** BEGIN **

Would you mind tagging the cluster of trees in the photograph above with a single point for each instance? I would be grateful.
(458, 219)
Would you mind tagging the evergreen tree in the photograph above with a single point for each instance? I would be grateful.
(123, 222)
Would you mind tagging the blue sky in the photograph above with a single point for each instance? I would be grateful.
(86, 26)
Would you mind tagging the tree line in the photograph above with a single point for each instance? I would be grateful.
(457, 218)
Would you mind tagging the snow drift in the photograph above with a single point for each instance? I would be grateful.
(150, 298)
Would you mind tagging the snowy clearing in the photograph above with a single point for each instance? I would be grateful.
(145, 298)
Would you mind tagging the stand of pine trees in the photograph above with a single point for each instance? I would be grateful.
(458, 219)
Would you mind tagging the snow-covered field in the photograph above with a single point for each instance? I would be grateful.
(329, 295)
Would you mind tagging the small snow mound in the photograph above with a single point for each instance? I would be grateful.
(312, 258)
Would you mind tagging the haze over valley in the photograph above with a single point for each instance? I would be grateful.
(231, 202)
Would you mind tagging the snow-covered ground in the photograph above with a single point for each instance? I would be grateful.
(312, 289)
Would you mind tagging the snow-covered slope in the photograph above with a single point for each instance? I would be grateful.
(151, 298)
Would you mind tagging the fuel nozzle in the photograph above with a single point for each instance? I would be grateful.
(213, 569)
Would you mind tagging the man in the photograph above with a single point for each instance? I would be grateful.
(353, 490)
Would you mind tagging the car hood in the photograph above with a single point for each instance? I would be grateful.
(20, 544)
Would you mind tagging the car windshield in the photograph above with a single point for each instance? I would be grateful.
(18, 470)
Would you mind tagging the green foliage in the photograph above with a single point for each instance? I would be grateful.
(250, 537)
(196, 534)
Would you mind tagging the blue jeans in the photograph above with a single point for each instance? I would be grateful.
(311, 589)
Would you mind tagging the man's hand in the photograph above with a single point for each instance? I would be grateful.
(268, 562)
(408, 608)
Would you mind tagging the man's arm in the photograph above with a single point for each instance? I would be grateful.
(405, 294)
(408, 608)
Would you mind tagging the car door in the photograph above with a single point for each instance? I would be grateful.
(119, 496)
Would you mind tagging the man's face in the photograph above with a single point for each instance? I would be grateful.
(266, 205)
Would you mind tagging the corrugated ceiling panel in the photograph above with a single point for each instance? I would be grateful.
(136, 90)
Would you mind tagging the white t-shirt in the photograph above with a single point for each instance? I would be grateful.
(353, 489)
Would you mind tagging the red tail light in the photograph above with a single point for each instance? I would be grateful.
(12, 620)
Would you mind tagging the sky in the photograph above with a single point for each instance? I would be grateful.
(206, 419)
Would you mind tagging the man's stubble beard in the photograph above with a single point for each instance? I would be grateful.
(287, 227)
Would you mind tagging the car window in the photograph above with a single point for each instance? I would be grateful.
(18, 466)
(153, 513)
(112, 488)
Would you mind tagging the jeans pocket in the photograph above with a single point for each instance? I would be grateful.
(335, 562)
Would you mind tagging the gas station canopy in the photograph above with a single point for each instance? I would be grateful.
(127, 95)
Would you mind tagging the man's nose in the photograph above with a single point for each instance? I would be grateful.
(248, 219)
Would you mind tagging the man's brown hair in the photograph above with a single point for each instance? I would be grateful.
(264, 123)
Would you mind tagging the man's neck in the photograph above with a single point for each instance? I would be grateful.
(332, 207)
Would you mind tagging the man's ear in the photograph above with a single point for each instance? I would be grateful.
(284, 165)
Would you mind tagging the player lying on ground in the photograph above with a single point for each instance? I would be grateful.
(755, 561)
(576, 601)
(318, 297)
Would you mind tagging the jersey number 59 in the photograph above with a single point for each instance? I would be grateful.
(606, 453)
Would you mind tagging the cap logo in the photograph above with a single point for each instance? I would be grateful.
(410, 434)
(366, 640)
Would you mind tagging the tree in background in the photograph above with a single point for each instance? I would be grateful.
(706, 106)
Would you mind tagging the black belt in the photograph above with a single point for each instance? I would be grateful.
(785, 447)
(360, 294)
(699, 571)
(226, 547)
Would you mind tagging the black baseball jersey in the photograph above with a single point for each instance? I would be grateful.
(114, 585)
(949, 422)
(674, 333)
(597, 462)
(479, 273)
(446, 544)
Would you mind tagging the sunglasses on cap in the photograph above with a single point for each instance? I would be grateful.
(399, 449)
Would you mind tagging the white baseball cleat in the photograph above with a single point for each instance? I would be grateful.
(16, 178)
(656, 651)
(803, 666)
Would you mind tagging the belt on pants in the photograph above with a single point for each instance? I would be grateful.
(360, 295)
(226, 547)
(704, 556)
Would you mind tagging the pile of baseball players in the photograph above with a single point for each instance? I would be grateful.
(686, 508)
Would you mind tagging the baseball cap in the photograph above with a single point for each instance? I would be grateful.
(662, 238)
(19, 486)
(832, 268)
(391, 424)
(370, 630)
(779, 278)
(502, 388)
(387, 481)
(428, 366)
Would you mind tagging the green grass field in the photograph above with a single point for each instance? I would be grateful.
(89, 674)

** END **

Reproduce the full listing word for word.

> **Exercise output**
Would you mind tagging the cluster of trees in the photograph above with a single point for each instance? I would be grateful.
(458, 219)
Would you mind tagging the evergreen tree in the photograph above with a single point for each instance? I would be grateful.
(123, 222)
Would you mind tagging the blue sky in the photograph above with a single point for each instance? I would be grateful.
(86, 26)
Would you mind tagging the tree line in the photograph above with a single point for each instance? I would be grateful.
(457, 218)
Would you mind tagging the snow drift in the photograph above with a single point for each instance? I would be grateful.
(150, 298)
Would you mind tagging the snowy clearing in the photograph above with a single point for each instance? I would be grateful.
(145, 298)
Would you mind tagging the stand of pine trees in the photograph above with a single point for each instance? I would be grateful.
(458, 219)
Would you mind tagging the snow-covered field in the photograph above with a single point for each instance? I would be grateful.
(329, 295)
Would you mind tagging the small snow mound in the photograph above with a single point for each instance? I would be grateful.
(312, 258)
Would you mind tagging the haze over valley in the photograph above with a single point for each instance? I would be grateful.
(231, 202)
Would you mind tagging the snow-covered ground in the photograph above with a single point for each instance? I would be grateful.
(312, 289)
Would you mind tagging the snow-covered slope in the photograph above with a single point for each instance? I would be grateful.
(151, 298)
Would you mind tagging the fuel nozzle in the photograph above with a single point for each instance? I would be grateful.
(213, 569)
Would you mind tagging the man in the photograph above with a single point for each instance? I would be grateful.
(353, 490)
Would you mind tagging the car hood in the photograph above with a single point for each instance? I would be grateful.
(20, 544)
Would you mind tagging the car windshield in the photograph above with a single point for each instance? I would be grateful.
(18, 470)
Would you mind tagging the green foliage in the photograph above with a single point for each instance? I would be grateful.
(250, 537)
(196, 534)
Would you mind tagging the blue jeans in the photograph above with a single point for each instance? I would be grateful.
(311, 589)
Would you mind tagging the man's hand in the photograph above with a single point for each instance? I would be grateful.
(268, 562)
(408, 608)
Would you mind tagging the man's arm in the photograph above with a single point for each instance? I would be grateful.
(405, 294)
(408, 608)
Would you mind tagging the car door in the photograph above with a single point for each instance? I would be grateful.
(119, 496)
Would you mind tagging the man's face in the photograph above with a single point for each instance? I would be grateful.
(266, 205)
Would you mind tagging the corrugated ceiling panel in the photograph above with a single point for each instance? I would be grateful.
(136, 90)
Would you mind tagging the white t-shirt in the photograph above with a single point for each instance? I would be grateful.
(353, 489)
Would you mind tagging the red tail light in the photograph above with a single point for each instance? I would be grateful.
(12, 620)
Would you mind tagging the sky in the photograph above with a single point for each instance? I would be grateful.
(206, 419)
Would you mind tagging the man's stubble beard in the photograph above with a single point for each instance? I would be grateful.
(287, 227)
Would you mind tagging the car window in the photograph above with a single point for each instance? I would be grateful.
(18, 466)
(153, 513)
(112, 488)
Would you mind tagging the jeans pocket in the photograph above with a single point for each instance? I would be grateful.
(335, 562)
Would you mind tagging the gas station canopy in the photograph above with a single point for each instance? I would be grateful.
(127, 95)
Would you mind tagging the man's nose in the photograph above with a single point for each instance? I would be grateful.
(248, 219)
Would you mind tagging the man's brown hair in the photograph above with a single point for each instance? I would be grateful.
(264, 123)
Would you mind tagging the man's neck in the photograph above with a single point for each instance? I would be grateful.
(332, 207)
Would you mind tagging the man's ear in the photograph above with a single point for each instance? I would be grateful.
(284, 165)
Would you mind tagging the player lying on ground in the photograph above with a single point for each instance? I would be grateful.
(755, 561)
(576, 601)
(318, 297)
Would you mind tagging the jersey number 59 in the photograph above with a single point for each instance? I would be grateful.
(606, 453)
Would you mind tagging the cap logo in the photograph above with a single point for each instance? I would be grateful.
(410, 434)
(366, 640)
Would you mind tagging the tree in background in the photograph above with a single point for each instance? I would be grateful.
(706, 106)
Would you mind tagging the black belt in the photograph above with a single point for each instance? I would be grateful.
(785, 447)
(360, 294)
(699, 571)
(226, 547)
Would you mind tagging the black baseball jersey in the photograph above with a single point for each instance? I would be grateful.
(114, 585)
(949, 422)
(674, 333)
(597, 462)
(479, 273)
(446, 544)
Would you mind tagging the sunglasses on cap in the photograph above with a single point for each instance? I would be grateful.
(399, 449)
Would you mind tagging the white baseball cleat in the photograph above with a single point for each instance? I would be grateful.
(16, 178)
(656, 651)
(803, 666)
Would you mind tagging the belt on pants in the photograph above with a single point for each instance? I would be grateful.
(360, 295)
(226, 547)
(704, 556)
Would you mind tagging the pile of baseball players in the photograph above with a single point for each instance? I would be grateful.
(686, 508)
Would you mind tagging the baseball cap in the photograph above with a single point for each instance? I would be grateful.
(662, 238)
(19, 486)
(832, 268)
(391, 424)
(370, 630)
(779, 278)
(502, 388)
(387, 481)
(428, 366)
Would you mind tagging the green grass field in the photograph above with a single point for each instance? I would be grateful.
(89, 674)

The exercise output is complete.